Instructions to follow
Look through the data below and extract, unchanged, the lines from the one that contains "Output, for every" to the one that contains "box: [0, 140, 116, 187]", both included.

══════════════════════════════

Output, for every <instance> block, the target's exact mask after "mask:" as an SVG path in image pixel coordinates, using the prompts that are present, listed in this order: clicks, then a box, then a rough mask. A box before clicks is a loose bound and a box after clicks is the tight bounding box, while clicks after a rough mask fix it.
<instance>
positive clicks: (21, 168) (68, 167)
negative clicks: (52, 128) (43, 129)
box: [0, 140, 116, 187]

══════════════════════════════

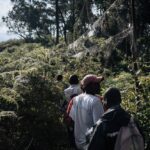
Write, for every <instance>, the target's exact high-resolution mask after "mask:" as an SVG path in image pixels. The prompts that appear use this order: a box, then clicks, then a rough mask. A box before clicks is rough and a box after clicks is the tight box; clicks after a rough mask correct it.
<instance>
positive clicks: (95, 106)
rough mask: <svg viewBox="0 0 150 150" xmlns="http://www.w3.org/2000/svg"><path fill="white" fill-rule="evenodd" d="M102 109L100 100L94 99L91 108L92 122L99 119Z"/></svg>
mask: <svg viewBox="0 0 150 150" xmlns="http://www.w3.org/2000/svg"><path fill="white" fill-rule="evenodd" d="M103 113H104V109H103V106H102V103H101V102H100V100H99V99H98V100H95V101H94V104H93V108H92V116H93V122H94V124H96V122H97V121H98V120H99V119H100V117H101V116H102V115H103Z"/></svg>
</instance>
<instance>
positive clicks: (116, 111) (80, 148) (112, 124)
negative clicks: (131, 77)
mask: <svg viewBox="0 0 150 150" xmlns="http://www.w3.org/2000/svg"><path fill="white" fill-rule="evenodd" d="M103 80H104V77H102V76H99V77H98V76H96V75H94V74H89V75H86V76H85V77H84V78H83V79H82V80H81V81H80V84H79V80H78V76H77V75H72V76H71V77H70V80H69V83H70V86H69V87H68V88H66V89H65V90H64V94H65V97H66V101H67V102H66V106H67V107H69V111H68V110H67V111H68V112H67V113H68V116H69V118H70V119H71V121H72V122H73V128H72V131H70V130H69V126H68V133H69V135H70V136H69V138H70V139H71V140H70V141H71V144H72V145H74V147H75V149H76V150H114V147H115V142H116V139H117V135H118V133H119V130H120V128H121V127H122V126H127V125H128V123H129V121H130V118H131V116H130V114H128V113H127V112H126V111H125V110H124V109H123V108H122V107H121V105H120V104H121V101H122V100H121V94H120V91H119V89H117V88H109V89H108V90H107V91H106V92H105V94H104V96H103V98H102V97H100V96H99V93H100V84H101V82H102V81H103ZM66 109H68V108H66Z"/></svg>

══════════════════════════════

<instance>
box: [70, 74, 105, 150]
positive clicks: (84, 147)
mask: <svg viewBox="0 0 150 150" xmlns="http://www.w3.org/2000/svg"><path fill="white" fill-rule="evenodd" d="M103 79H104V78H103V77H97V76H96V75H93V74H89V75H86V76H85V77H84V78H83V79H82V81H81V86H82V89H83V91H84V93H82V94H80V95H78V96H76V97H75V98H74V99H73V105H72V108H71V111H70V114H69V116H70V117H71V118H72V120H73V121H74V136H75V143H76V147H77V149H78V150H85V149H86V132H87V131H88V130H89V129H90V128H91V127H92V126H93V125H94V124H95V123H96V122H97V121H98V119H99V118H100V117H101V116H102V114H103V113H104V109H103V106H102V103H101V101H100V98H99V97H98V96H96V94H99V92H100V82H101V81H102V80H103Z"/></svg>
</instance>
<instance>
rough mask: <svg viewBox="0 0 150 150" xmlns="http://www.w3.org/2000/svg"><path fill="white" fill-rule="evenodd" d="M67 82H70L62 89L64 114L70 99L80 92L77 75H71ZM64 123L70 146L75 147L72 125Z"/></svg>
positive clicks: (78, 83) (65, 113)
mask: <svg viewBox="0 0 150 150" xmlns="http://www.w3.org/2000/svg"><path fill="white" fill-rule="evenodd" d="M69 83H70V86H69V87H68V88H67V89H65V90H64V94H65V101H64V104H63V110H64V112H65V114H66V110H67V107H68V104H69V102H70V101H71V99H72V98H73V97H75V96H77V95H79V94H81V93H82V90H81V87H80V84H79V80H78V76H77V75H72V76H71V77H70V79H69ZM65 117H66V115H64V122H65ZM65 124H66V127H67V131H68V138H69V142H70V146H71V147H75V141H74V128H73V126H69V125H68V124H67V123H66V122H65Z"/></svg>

══════════════════════════════

Result of the exercise
Output, for every <instance> block, the target's exact mask after "mask:" as an SVG path in image pixel coordinates, using the prompts that are present, listed in this order: clicks, then a box, then a rough mask. A box before clicks is a loose bound and a box after clicks is the tight bounding box, while clicks after a rough mask fix it.
<instance>
positive clicks: (21, 168) (68, 167)
negative clicks: (52, 128) (43, 129)
box: [0, 140, 116, 187]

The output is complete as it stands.